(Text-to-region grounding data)
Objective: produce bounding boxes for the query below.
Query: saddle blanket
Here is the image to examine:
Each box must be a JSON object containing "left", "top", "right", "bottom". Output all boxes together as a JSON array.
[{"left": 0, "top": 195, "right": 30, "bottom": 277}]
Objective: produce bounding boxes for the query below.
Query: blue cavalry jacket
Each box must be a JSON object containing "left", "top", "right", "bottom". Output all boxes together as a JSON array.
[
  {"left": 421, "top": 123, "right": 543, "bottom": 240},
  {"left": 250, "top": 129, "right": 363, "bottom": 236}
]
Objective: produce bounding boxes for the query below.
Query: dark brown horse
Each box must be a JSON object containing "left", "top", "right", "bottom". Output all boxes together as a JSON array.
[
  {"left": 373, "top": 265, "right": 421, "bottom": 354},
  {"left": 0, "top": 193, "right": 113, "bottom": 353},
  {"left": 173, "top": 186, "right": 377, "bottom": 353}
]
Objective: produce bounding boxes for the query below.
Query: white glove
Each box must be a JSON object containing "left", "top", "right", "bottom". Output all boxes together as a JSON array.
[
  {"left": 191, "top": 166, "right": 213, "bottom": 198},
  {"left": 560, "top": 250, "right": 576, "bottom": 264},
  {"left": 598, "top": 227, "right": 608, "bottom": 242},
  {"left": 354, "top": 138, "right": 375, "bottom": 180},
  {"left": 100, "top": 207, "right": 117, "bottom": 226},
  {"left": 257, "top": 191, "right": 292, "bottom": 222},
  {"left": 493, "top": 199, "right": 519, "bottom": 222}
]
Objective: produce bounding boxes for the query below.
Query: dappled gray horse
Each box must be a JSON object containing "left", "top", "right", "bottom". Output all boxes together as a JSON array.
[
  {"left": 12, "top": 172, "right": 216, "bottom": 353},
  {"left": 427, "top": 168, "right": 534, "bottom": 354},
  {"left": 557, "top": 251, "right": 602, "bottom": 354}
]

--

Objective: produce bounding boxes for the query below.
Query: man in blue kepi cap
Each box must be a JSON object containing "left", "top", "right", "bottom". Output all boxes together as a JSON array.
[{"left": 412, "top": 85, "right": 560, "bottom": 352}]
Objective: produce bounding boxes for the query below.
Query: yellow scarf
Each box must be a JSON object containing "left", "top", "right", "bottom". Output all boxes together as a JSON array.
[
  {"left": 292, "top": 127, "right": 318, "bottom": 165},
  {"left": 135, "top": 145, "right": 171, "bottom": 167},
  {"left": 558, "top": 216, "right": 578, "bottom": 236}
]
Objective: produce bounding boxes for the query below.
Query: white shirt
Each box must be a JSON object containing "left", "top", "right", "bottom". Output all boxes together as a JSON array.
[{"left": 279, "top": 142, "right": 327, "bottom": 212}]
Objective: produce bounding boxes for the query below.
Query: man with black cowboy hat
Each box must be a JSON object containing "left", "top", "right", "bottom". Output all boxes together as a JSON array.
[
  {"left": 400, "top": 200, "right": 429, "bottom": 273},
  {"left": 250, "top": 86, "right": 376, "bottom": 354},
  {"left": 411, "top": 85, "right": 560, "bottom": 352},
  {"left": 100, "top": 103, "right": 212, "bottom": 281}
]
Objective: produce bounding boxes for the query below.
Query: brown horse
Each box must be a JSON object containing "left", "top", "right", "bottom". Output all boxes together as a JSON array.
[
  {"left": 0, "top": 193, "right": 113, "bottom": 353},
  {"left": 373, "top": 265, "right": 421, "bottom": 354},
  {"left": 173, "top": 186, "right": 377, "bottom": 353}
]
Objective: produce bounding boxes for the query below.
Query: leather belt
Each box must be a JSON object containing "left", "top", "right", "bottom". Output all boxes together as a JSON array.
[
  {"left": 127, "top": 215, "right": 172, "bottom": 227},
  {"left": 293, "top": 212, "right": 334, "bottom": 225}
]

**What to do**
Among the lines of the records, copy out each one that contains the word "brown".

**Solution to the exercise**
Query: dark brown horse
Query: brown horse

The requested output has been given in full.